## Excerpted data
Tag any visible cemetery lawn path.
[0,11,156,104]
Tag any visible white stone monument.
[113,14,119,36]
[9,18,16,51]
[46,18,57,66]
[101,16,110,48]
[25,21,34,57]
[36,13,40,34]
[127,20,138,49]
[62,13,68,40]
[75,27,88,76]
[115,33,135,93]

## Work to do
Copy the entries above word for word, without changing anything.

## Response for this exercise
Tag any visible cemetery lawn path.
[0,11,156,104]
Tag any visible white stone monument.
[113,14,119,36]
[9,18,16,51]
[46,18,57,66]
[101,16,110,48]
[25,21,34,57]
[36,13,40,34]
[127,20,138,49]
[62,13,68,40]
[75,27,88,76]
[115,33,135,93]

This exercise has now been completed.